───── DATA RECORDS ─────

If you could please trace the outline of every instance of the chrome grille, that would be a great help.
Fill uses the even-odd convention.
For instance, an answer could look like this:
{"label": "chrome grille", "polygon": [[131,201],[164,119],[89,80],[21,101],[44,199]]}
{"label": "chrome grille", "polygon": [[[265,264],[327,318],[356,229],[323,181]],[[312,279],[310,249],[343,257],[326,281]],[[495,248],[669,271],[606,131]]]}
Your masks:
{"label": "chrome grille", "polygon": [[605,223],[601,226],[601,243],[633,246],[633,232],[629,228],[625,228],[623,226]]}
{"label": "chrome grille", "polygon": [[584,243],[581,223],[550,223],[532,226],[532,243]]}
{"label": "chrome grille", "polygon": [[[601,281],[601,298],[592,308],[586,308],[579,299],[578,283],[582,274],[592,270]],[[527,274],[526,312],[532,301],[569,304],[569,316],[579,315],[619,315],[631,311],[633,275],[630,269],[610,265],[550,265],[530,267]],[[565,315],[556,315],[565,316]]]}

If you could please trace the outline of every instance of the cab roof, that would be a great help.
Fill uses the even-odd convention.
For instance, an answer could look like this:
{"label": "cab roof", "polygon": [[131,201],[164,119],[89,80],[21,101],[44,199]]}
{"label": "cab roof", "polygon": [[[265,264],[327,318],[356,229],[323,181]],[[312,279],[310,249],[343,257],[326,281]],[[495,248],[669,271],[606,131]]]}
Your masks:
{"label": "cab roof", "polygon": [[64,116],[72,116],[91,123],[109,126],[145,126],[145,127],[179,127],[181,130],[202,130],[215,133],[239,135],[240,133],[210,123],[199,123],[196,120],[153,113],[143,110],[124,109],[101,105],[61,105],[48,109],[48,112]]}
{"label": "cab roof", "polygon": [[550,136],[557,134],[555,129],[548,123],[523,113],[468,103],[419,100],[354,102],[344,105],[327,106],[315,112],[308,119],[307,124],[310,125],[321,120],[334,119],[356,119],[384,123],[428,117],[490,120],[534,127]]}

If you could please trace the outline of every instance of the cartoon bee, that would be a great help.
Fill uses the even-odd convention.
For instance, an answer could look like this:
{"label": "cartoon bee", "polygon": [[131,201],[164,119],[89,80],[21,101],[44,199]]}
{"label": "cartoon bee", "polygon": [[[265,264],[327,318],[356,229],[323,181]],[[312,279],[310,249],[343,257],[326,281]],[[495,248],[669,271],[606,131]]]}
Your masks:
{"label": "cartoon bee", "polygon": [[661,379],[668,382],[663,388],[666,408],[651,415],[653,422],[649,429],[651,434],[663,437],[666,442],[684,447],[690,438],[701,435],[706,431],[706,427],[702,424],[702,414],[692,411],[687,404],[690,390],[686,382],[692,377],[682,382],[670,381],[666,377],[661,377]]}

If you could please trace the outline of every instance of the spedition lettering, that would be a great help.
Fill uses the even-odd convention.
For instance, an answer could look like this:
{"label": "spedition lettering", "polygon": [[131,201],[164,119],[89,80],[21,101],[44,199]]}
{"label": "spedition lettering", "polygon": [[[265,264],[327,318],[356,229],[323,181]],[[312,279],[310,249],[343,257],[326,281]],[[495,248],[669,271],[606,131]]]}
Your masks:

─────

Could you arrange every line of the entries above as a numbered list, leaving out the blank lines?

**WRITTEN SOLUTION**
1. If you could please trace the outline of every instance of the chrome grille, that would be a great help.
2. Fill uses the even-odd convention.
3. For instance, an answer could look like this:
4. {"label": "chrome grille", "polygon": [[131,201],[164,119],[89,80],[21,101],[44,199]]}
5. {"label": "chrome grille", "polygon": [[[265,264],[327,318],[356,229],[323,181]],[[312,279],[310,249],[343,257],[326,281]],[[495,248],[669,271],[606,131]]]}
6. Your masks:
7. {"label": "chrome grille", "polygon": [[605,223],[601,226],[601,243],[633,246],[633,232],[629,228],[625,228],[623,226]]}
8. {"label": "chrome grille", "polygon": [[584,243],[581,223],[550,223],[532,226],[532,243]]}
9. {"label": "chrome grille", "polygon": [[[601,281],[601,298],[592,308],[586,308],[579,299],[578,283],[582,274],[592,270]],[[527,274],[526,312],[532,301],[569,304],[569,316],[579,315],[619,315],[631,311],[633,275],[630,269],[610,265],[550,265],[530,267]],[[565,315],[556,315],[565,316]]]}
10. If you could please trace the outline of every instance of the cab roof, that would be a great help.
11. Fill uses the even-odd convention.
12. For instance, an answer could look like this:
13. {"label": "cab roof", "polygon": [[131,201],[164,119],[89,80],[21,101],[44,199]]}
14. {"label": "cab roof", "polygon": [[[265,264],[327,318],[356,229],[323,181]],[[312,279],[310,249],[343,257],[326,281]],[[495,248],[669,271],[606,131]]]}
15. Your masks:
16. {"label": "cab roof", "polygon": [[64,116],[72,116],[91,123],[109,126],[145,126],[145,127],[179,127],[181,130],[202,130],[215,133],[239,135],[240,133],[210,123],[199,123],[196,120],[153,113],[143,110],[124,109],[101,105],[61,105],[48,109],[48,112]]}
17. {"label": "cab roof", "polygon": [[550,136],[557,134],[555,129],[548,123],[523,113],[468,103],[419,100],[354,102],[344,105],[327,106],[315,112],[308,119],[307,124],[310,125],[321,120],[334,119],[356,119],[384,123],[428,117],[490,120],[534,127]]}
18. If you could please trace the outline of every instance of the cartoon bee, that would be a great help.
19. Fill uses the even-odd convention.
20. For instance, an answer could look like this:
21. {"label": "cartoon bee", "polygon": [[131,201],[164,119],[89,80],[21,101],[44,199]]}
22. {"label": "cartoon bee", "polygon": [[[265,264],[327,318],[356,229],[323,181]],[[312,279],[310,249],[343,257],[326,281]],[[495,248],[669,271],[606,131]]]}
23. Your masks:
24. {"label": "cartoon bee", "polygon": [[661,379],[668,382],[663,388],[666,408],[651,415],[653,422],[649,429],[651,434],[663,437],[666,442],[684,447],[690,438],[701,435],[706,431],[706,427],[702,424],[702,414],[692,411],[687,404],[690,390],[686,382],[692,377],[682,382],[670,381],[666,377],[661,377]]}
25. If you could please trace the outline of every instance of the spedition lettering, that would be a great help.
26. Fill uses the even-odd convention.
27. For instance, an answer could look like this:
28. {"label": "spedition lettering", "polygon": [[131,201],[164,119],[89,80],[21,101],[44,199]]}
29. {"label": "spedition lettering", "polygon": [[[265,264],[327,318],[356,229],[323,181]],[[312,279],[310,249],[343,257],[326,281]],[[495,248],[669,271],[606,131]]]}
30. Your masks:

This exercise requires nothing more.